┌─ Exercise material

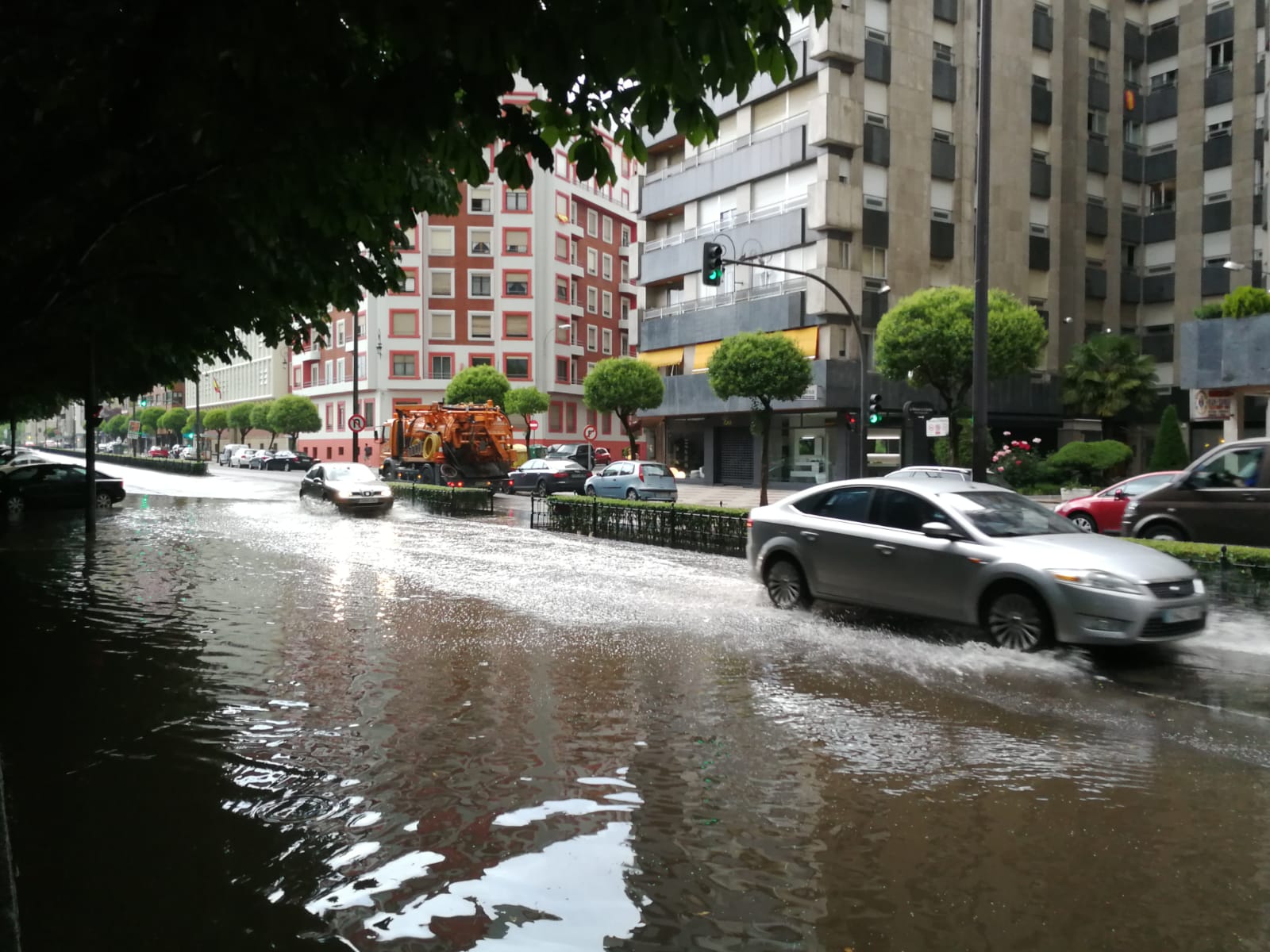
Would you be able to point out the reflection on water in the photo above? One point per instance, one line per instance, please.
(251, 727)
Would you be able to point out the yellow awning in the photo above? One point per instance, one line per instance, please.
(668, 357)
(702, 355)
(806, 340)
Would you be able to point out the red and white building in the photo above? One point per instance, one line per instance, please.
(539, 283)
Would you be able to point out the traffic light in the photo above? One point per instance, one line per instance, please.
(711, 264)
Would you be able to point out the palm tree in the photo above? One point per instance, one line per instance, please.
(1109, 374)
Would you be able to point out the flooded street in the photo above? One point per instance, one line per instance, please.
(245, 724)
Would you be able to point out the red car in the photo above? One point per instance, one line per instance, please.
(1104, 511)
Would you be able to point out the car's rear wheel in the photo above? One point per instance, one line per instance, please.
(787, 587)
(1016, 620)
(1083, 522)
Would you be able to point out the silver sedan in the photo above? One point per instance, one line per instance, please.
(971, 554)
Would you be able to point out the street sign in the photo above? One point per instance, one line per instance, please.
(1212, 404)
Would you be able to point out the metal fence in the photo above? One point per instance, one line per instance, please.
(694, 528)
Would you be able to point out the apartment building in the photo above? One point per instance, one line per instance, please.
(537, 282)
(1127, 169)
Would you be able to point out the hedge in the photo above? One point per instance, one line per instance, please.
(188, 467)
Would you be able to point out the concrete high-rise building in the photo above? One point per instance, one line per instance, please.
(1127, 190)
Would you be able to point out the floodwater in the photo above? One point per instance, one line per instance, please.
(245, 724)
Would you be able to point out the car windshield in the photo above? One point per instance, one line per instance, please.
(1003, 514)
(351, 473)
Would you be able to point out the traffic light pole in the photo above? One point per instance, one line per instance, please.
(861, 419)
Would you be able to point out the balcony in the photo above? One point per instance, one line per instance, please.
(833, 206)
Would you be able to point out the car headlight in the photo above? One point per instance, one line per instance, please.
(1098, 579)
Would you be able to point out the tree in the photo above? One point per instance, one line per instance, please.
(175, 423)
(476, 385)
(1246, 302)
(764, 368)
(241, 419)
(173, 188)
(927, 340)
(624, 386)
(216, 422)
(1170, 452)
(260, 419)
(527, 403)
(1109, 374)
(294, 414)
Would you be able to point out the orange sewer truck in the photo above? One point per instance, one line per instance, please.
(468, 444)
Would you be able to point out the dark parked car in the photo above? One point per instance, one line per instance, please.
(348, 486)
(546, 476)
(1223, 498)
(55, 486)
(287, 460)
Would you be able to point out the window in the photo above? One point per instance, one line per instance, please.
(516, 283)
(441, 241)
(1221, 56)
(442, 325)
(516, 327)
(404, 365)
(479, 201)
(442, 367)
(516, 241)
(516, 366)
(441, 283)
(480, 285)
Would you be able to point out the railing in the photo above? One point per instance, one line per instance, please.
(706, 304)
(714, 228)
(732, 145)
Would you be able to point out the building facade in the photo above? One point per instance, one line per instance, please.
(1127, 173)
(539, 283)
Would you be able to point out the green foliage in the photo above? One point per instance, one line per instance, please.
(1089, 463)
(1246, 302)
(209, 181)
(476, 385)
(241, 419)
(624, 386)
(1170, 452)
(294, 414)
(930, 336)
(1109, 374)
(527, 403)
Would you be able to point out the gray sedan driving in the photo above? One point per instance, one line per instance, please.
(972, 554)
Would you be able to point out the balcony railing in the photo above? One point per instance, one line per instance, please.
(706, 304)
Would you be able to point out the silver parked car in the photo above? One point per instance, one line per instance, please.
(972, 554)
(634, 479)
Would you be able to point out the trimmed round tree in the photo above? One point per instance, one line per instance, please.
(476, 385)
(764, 368)
(624, 386)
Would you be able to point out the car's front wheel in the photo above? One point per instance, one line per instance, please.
(787, 587)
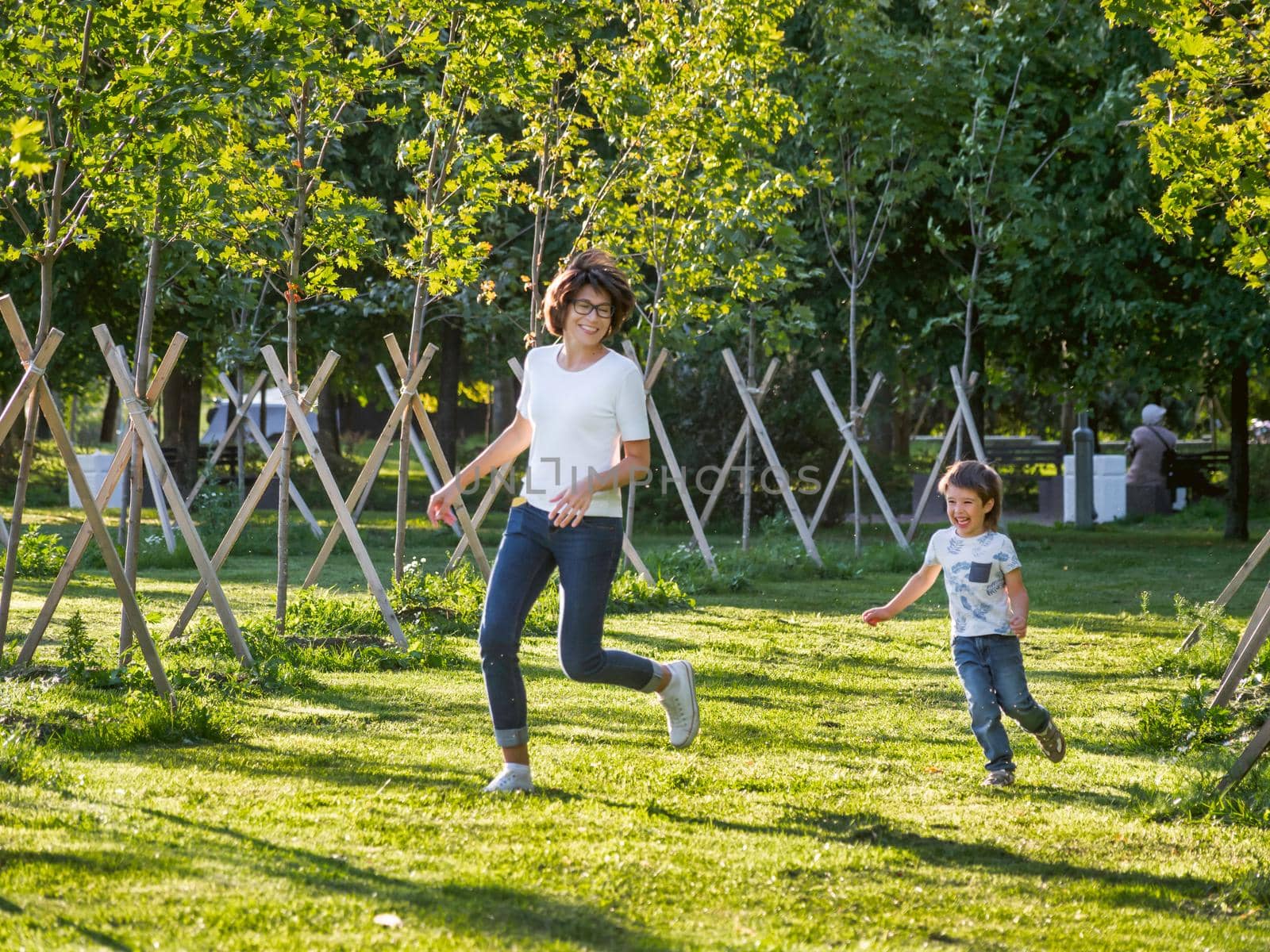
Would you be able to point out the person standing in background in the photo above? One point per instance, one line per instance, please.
(1151, 451)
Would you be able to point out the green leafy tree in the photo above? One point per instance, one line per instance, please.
(289, 222)
(87, 73)
(1206, 122)
(691, 120)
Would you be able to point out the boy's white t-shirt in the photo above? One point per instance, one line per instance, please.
(581, 419)
(975, 577)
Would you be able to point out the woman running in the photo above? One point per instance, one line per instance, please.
(583, 419)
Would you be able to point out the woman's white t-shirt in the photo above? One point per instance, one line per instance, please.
(581, 419)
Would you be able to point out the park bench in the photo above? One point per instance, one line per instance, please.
(1194, 471)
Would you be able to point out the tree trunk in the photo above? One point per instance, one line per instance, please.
(747, 474)
(1066, 424)
(110, 416)
(300, 107)
(29, 437)
(183, 397)
(880, 429)
(1237, 495)
(977, 397)
(505, 404)
(448, 381)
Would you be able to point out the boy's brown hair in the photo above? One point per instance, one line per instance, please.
(979, 479)
(598, 270)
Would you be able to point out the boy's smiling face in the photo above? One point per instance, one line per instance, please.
(967, 512)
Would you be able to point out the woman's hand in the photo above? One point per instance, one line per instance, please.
(441, 507)
(571, 505)
(882, 613)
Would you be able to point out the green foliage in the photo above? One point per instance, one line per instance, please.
(632, 594)
(78, 647)
(1206, 124)
(40, 554)
(145, 717)
(25, 152)
(1181, 720)
(325, 632)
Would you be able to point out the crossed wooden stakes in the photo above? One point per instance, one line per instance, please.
(846, 447)
(672, 463)
(1251, 641)
(251, 501)
(852, 448)
(35, 366)
(243, 418)
(416, 443)
(738, 443)
(408, 400)
(962, 416)
(765, 441)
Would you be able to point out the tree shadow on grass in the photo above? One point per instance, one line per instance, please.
(497, 913)
(1117, 888)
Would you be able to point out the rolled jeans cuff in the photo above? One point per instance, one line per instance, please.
(654, 681)
(512, 736)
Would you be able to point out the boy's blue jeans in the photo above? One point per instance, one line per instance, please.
(587, 559)
(991, 668)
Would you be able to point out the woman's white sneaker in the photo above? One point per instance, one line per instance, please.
(514, 778)
(679, 700)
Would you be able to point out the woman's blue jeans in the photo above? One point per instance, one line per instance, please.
(587, 558)
(991, 668)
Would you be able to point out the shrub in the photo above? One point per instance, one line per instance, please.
(76, 647)
(145, 717)
(40, 554)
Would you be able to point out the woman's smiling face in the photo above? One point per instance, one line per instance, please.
(587, 330)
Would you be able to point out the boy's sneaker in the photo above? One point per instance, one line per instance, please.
(514, 778)
(999, 778)
(679, 700)
(1052, 742)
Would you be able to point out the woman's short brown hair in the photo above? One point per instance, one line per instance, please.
(595, 268)
(979, 479)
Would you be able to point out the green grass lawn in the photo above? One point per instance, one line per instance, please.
(831, 801)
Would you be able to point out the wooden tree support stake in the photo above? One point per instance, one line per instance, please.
(1233, 585)
(848, 432)
(253, 499)
(1254, 750)
(846, 452)
(438, 456)
(361, 490)
(139, 414)
(1250, 644)
(93, 514)
(672, 463)
(939, 463)
(738, 442)
(416, 443)
(968, 416)
(765, 441)
(328, 482)
(257, 435)
(118, 466)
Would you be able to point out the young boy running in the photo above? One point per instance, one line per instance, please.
(988, 606)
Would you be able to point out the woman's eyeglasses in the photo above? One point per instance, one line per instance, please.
(584, 309)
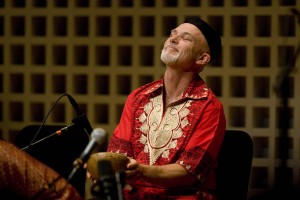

└─

Exercise instructions:
The entries above should be retyped word for word, with all pictures omitted.

Answer to this problem:
Would you be able to point out the reflection on water in the photo above? One point per instance, one line per instance, please.
(251, 727)
Would you be able to point out the yellow awning in the photo above? One point per instance, one line per instance, please.
(668, 357)
(702, 355)
(806, 340)
Would you be able to point out the red and white building in the photo above? One point per instance, one line per instance, please.
(539, 283)
Would you be able to point out the traffic light in the photo above? One point per instance, one line per instance, please.
(711, 264)
Would you be able to point out the palm tree in the photo above? One point per instance, one line per instance, please.
(1109, 374)
Would you be able to point out the flooded street in the photo above? One point per instance, one line per instance, please.
(245, 724)
Would you be able to point out the red car in the photo above? One point per instance, one line per instance, please.
(1104, 511)
Would you be able to point out the car's rear wheel in the photo above? One point per instance, one line per instance, please.
(787, 587)
(1016, 620)
(1083, 522)
Would you be able to point out the silver sedan in the photo above? One point per instance, one line per instance, please.
(971, 554)
Would you be able to point out the street sign in the photo above? One point per instance, one line per instance, please.
(1212, 404)
Would you be able to point out the metal fence in the photo above? One point per instance, one line per instance, please.
(694, 528)
Would you be able to point out the apartment building in the photo above? One point per instance, one line per instance, please.
(537, 282)
(1127, 169)
Would you be able to point out the hedge in the photo above? One point per instance, one line per instance, please.
(188, 467)
Would you be able to point out the concrete high-rise building in the photo above? One point per instance, one line per instance, please.
(1127, 190)
Would you be able to point out the floodwater in the photo above? One point per instance, one line per instance, please.
(245, 724)
Would you be able to point out the car windshield in the photo above? One point per instance, one line per instance, please.
(1003, 514)
(351, 473)
Would you be able to point out the traffic light pole in the photo above? One point per instance, one line per instance, please.
(861, 419)
Would you be able to point out the balcony in the photo above? One point per instance, one line per instance, please.
(833, 206)
Would you be able to point out the car headlight in the photo above? One point per instance, one line per instance, please.
(1098, 579)
Would you be able to point out the tree in the photo above? One point per instance, one line per instance, please.
(175, 423)
(476, 385)
(1246, 302)
(764, 368)
(241, 419)
(173, 188)
(927, 340)
(624, 386)
(216, 422)
(1170, 452)
(260, 419)
(527, 403)
(1109, 374)
(294, 414)
Would you be able to point out the orange sewer truck in the photo above? One point per instance, one line per instance, please.
(468, 444)
Would you be able to point out the dark parked car in the photo above? One point per instance, one line per instance, please.
(348, 486)
(546, 476)
(1223, 498)
(55, 486)
(287, 460)
Would you be able to point out the window in the photo above? One point per instance, one line per instance, please.
(516, 283)
(441, 241)
(1221, 56)
(442, 325)
(516, 327)
(404, 365)
(479, 201)
(442, 367)
(516, 241)
(516, 366)
(441, 283)
(480, 285)
Would you be able to point out the railing in the photo above? One point per instance, one line per instance, please.
(706, 304)
(714, 228)
(732, 145)
Would you be able to point out the building facade in the photo above? One point per instance, one line per instance, please.
(1127, 173)
(539, 283)
Would you be able to point out the green foliage in the photo above? One point per instance, one line per instance, please.
(1089, 463)
(1246, 302)
(209, 181)
(476, 385)
(241, 419)
(624, 386)
(1170, 452)
(294, 414)
(930, 336)
(1109, 374)
(527, 403)
Would you be able to point out the gray sedan driving in the photo above? One point per instance, one line per instance, please.
(972, 554)
Would you be able to point out the balcony railing in the photo above? One point per instance, one line per instance, please.
(706, 304)
Would you be able to point out the silver parked car in the photo above? One point per instance, one line per instance, please.
(972, 554)
(634, 479)
Would you be able to point out the trimmed round tree in the photo above? One point per instance, one line per instance, please.
(476, 385)
(764, 368)
(624, 386)
Would you be able to point out the car's front wheel in the photo above? One point per instance, one line per instance, please.
(787, 587)
Would you be able to point out the person standing in background in the photo above? One point per instance, one line per instance, please.
(1151, 451)
Would you be able to point out the green leafy tree in the photo above? One point per instance, one line per instance, please.
(289, 222)
(87, 73)
(1206, 122)
(691, 120)
Would you be able to point out the boy's white t-shirt in the photo above? One point per instance, one line per instance, please.
(581, 419)
(975, 577)
Would you be able to point out the woman running in the photo above? One point per instance, one line per instance, please.
(583, 419)
Would you be able to point out the woman's white t-shirt in the photo above? One point per instance, one line per instance, please.
(581, 419)
Would you be able to point out the park bench in the photo above? One point per instance, one line per instance, please.
(1194, 471)
Would you be able to point out the tree trunk in the photo above? One point per instance, one line per instance, please.
(747, 474)
(1066, 424)
(110, 416)
(300, 107)
(29, 437)
(183, 397)
(880, 429)
(1237, 495)
(977, 397)
(505, 404)
(448, 381)
Would you be able to point out the boy's brown hair in the photo above? One point per instance, one line per instance, please.
(979, 479)
(598, 270)
Would you be able to point out the boy's smiling face in the photo above? One point per instance, one line per instance, please.
(967, 512)
Would you be able to point out the woman's hand in the photo above? One point per instance, one line per instance, please.
(441, 507)
(571, 505)
(882, 613)
Would you be able to point out the green foliage in the photo above? One point per instance, one line per instance, please.
(632, 594)
(78, 647)
(1206, 124)
(40, 554)
(145, 717)
(25, 152)
(1181, 720)
(325, 632)
Would you be able to point out the crossed wooden stakes in the photo above? One point per instance, one line per instance, please.
(846, 447)
(672, 463)
(1251, 641)
(251, 501)
(852, 448)
(35, 366)
(243, 418)
(416, 443)
(738, 443)
(408, 400)
(962, 416)
(765, 441)
Would you be able to point out the tree shadow on grass in the photo above? One point per instance, one line per instance, please.
(497, 913)
(1117, 888)
Would you be able to point out the rolled jeans cuff in the photo above? One point per instance, one line per instance, please.
(654, 681)
(512, 736)
Would you be able to point out the boy's blue jeans in the photo above? One point per instance, one line per instance, please.
(587, 559)
(991, 668)
Would you be able to point out the woman's white sneaker in the photo above? One point per instance, one line per instance, please.
(514, 778)
(679, 700)
Would you be able to point out the woman's blue jeans in the photo above? One point per instance, one line per instance, please.
(587, 558)
(991, 668)
Would you be able to point out the shrub in the photo above? One point per instance, one line per instance, please.
(76, 647)
(145, 717)
(40, 554)
Would you be able to point out the woman's smiling face in the photo above? One point per instance, one line per instance, please.
(587, 330)
Would you be able to point out the boy's sneaker in the photo above? One point per instance, one line per instance, please.
(514, 778)
(999, 778)
(679, 700)
(1052, 742)
Would you be able to point out the woman's short brown hair in the photo above? One point per instance, one line per instance, please.
(595, 268)
(979, 479)
Would you be able to point out the green grass lawn in the photo above? One point per instance, one line per instance, please.
(831, 801)
Would you be able to point out the wooden tree support stake in the photo above? One point per instance, one line per instance, please.
(1233, 585)
(848, 432)
(253, 499)
(1254, 750)
(846, 452)
(438, 456)
(361, 490)
(139, 414)
(1250, 644)
(93, 514)
(672, 463)
(939, 463)
(738, 442)
(416, 443)
(968, 416)
(765, 441)
(328, 482)
(257, 435)
(118, 466)
Would you be able to point out the young boy running in the photo above? One point per instance, one line per instance, please.
(988, 606)
Would you be able to point out the woman's eyeglasses in the photo above? One point per instance, one line per instance, please.
(584, 309)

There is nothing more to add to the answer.